GIVEN INSTRUCTION 1
In the records starting at the line containing "In this exercise you will annotate each instance of the sandy" and ending at the line containing "the woman's face", switch "sandy ground" to "beach sand". Give those lines again with nothing else changed.

PAGE EXTRACT

As global attention fixates on the drama of U.S.-China competition, the unpredictable policies of the second Trump administration, and Russia’s ongoing war in Ukraine, Japan finds itself in an uncomfortable position.
Despite being among the world’s largest economies and serving as a linchpin of Indo-Pacific security, Japan—and its current political leadership—risks being overshadowed on the world stage. This matters profoundly for Japan’s national interests, and understanding why requires examining the shifting tectonic plates of international order through the lens of Japan’s most sophisticated strategic thinkers.
The World Has Changed, But Is Japan Being Heard?
The international system today stands at a peculiar crossroads. The unipolar moment following the Cold War has clearly ended, yet a stable replacement system has not emerged. What lurks in this transitional period? Uncontrollable migration destabilizing Western democracies, nuclear proliferation in unstable regions, cyberwarfare eroding sovereignty, and authoritarian states weaponizing economic interdependence—these define our current age of strategic uncertainty.

GIVEN DATA
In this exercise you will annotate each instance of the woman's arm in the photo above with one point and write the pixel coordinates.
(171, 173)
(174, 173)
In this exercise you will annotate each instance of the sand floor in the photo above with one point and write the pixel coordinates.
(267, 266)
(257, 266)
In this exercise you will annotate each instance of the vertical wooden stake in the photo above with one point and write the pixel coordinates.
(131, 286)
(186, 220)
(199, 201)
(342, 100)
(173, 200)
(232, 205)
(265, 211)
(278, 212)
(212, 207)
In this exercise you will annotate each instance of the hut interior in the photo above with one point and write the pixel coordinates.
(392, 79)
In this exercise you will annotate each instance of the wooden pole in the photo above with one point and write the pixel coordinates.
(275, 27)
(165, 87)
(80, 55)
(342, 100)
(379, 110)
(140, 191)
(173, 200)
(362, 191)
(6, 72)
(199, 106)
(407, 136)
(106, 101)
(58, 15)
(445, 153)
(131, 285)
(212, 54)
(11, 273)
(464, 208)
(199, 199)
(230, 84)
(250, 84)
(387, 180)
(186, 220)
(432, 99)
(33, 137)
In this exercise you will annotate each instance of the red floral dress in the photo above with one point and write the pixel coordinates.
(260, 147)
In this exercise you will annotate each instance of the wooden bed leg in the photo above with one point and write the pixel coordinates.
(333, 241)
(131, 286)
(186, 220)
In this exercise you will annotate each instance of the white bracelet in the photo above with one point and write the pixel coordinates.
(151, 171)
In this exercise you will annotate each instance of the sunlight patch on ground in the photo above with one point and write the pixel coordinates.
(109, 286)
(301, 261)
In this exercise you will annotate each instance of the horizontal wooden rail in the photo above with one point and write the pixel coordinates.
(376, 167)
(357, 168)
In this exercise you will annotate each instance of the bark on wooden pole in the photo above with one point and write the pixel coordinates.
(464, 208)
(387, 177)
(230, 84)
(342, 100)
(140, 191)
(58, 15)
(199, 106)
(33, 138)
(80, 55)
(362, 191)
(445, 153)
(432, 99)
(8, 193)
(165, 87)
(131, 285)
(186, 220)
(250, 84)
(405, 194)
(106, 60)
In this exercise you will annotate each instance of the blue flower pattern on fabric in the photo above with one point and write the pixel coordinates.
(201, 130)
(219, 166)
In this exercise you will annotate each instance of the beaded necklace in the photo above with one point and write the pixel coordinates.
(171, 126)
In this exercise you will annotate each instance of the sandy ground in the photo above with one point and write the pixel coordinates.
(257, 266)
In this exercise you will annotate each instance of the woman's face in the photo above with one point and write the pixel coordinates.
...
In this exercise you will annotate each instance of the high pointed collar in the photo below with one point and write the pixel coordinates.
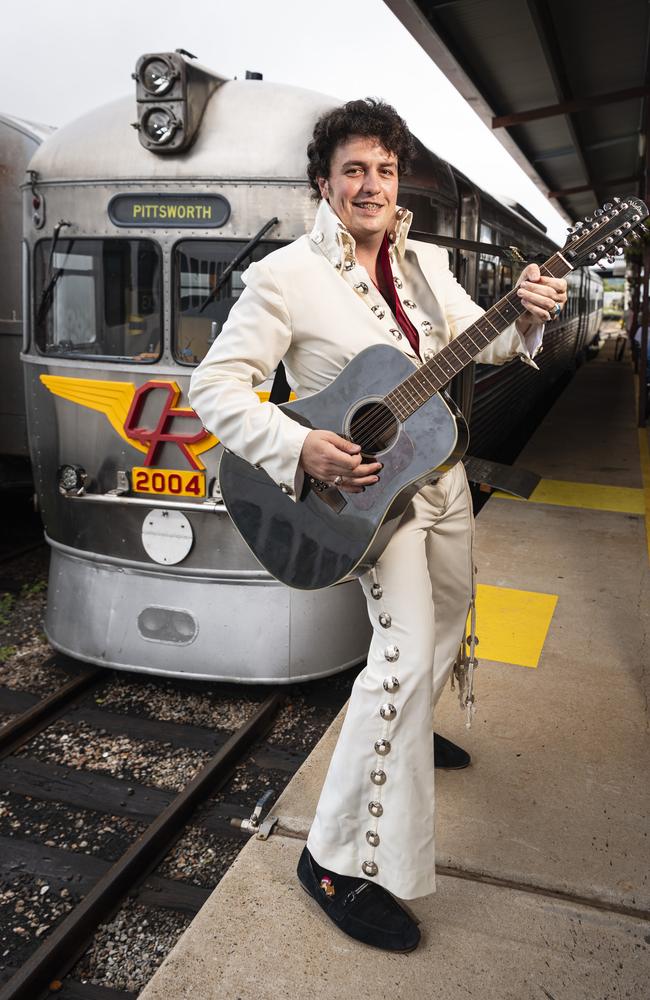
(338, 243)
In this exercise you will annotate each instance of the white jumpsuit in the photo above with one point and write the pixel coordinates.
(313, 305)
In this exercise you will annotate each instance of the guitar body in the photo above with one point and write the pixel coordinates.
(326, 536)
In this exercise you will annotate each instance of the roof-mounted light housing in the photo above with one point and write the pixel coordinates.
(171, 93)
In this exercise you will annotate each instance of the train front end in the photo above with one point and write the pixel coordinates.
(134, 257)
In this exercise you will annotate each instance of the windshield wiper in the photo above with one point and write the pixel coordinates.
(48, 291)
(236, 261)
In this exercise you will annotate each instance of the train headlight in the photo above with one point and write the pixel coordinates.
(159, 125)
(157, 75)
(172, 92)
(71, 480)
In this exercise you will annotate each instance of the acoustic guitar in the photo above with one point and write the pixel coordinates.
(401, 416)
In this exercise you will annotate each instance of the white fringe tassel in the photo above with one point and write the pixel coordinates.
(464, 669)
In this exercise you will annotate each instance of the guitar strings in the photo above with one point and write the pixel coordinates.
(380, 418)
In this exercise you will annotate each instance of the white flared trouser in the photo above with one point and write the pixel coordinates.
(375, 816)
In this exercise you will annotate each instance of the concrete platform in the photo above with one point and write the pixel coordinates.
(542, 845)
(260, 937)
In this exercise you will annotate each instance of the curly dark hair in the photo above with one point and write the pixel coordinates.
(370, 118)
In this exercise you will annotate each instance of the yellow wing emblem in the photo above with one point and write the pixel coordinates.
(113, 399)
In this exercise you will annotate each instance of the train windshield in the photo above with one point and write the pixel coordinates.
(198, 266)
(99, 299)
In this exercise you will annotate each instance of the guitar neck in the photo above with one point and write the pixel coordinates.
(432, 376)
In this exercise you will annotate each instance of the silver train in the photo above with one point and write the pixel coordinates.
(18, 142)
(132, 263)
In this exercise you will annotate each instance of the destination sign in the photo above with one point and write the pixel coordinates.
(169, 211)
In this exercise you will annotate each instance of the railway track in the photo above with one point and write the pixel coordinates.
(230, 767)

GIVEN INSTRUCTION 2
Answer from the passage on Japan's place in the world:
(a) Which war does the passage call ongoing?
(b) What has clearly ended, according to the passage?
(c) Japan serves as a linchpin of what?

EXPECTED ANSWER 1
In this exercise you will annotate each instance of the beach sand in the photo above with one point and write the pixel coordinates.
(257, 266)
In this exercise you will annotate each instance of the woman's face in the photo above with one point and write the pixel coordinates.

EXPECTED ANSWER 2
(a) Russia's war in Ukraine
(b) The unipolar moment following the Cold War
(c) Indo-Pacific security